### EXERCISE:
Using the data below, gather each line that includes the word "floor".
=====
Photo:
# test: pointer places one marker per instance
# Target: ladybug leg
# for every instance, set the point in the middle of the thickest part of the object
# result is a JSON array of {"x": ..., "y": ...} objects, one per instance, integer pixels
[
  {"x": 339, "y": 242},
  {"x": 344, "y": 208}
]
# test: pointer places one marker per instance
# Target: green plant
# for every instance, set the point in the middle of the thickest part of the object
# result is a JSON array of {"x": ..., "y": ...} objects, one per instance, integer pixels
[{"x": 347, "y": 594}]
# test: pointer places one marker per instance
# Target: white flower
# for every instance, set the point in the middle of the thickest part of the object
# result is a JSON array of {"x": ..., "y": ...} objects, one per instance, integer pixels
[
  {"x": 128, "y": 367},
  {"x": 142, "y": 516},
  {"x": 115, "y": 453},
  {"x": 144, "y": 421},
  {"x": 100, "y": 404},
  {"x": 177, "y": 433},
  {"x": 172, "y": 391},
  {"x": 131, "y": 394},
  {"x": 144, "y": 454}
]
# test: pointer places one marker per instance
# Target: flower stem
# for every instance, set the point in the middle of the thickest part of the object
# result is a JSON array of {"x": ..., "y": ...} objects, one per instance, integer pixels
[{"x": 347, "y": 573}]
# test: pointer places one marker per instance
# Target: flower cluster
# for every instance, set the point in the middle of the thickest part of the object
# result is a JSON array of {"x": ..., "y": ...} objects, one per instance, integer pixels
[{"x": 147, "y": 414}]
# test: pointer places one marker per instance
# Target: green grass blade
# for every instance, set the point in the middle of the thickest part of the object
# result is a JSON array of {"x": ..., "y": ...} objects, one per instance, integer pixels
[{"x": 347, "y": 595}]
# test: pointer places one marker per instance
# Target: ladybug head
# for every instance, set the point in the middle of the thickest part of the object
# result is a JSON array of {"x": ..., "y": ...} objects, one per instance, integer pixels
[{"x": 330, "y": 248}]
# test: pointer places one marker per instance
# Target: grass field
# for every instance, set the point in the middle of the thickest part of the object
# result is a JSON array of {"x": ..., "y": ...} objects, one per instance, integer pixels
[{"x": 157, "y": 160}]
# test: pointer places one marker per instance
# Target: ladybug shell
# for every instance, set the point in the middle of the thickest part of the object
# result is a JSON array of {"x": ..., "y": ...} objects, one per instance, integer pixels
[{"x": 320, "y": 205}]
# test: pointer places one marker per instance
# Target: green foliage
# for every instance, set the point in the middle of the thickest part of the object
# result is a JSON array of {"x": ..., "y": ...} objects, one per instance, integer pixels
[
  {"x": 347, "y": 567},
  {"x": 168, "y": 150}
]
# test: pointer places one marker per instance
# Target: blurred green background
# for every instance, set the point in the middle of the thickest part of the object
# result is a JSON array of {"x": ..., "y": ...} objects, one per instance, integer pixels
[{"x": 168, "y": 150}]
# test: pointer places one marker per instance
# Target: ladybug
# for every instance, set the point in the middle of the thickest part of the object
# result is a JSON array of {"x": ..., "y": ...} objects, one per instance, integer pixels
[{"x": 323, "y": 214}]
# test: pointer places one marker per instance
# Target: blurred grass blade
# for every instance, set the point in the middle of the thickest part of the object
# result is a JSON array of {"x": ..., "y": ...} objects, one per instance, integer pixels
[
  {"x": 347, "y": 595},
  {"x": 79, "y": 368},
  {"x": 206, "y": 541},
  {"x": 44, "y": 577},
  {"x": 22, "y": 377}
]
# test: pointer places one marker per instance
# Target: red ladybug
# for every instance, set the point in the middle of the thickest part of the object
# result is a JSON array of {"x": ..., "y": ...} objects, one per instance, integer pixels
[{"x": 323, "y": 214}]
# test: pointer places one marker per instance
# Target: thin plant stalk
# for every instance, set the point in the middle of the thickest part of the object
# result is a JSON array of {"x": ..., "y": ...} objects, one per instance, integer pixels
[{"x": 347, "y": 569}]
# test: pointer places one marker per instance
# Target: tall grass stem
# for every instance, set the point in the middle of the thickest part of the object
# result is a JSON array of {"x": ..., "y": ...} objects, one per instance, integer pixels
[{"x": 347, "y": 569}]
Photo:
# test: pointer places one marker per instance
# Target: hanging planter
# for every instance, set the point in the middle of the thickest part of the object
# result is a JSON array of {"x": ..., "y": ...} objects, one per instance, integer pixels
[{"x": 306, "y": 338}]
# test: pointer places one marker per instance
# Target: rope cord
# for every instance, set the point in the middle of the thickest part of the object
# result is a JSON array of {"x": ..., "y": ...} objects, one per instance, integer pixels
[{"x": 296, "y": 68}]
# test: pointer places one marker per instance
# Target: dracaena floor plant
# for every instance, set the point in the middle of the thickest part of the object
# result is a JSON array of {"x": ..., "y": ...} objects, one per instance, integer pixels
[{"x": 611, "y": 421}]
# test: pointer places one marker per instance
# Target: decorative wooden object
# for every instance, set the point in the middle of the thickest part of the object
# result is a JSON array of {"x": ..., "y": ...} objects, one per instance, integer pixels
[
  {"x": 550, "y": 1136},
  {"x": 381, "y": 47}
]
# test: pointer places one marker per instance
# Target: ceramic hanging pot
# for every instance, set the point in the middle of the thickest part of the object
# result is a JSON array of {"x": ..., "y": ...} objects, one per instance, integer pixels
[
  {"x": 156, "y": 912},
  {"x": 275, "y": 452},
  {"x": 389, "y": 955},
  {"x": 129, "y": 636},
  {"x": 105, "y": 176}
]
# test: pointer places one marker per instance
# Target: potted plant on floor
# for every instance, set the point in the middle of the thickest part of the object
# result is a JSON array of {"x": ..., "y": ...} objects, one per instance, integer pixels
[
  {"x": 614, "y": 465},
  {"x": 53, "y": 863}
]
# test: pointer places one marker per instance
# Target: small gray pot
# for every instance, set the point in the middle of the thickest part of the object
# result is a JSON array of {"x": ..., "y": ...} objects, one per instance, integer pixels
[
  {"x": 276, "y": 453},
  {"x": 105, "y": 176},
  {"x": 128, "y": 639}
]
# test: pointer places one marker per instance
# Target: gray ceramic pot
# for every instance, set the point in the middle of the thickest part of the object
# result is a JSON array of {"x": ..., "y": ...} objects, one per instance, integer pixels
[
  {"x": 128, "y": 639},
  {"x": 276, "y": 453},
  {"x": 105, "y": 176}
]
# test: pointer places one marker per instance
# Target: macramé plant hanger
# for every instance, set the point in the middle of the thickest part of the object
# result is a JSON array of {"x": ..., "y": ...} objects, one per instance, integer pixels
=====
### OUTPUT:
# Target: dracaena floor plant
# Target: potted plant on floor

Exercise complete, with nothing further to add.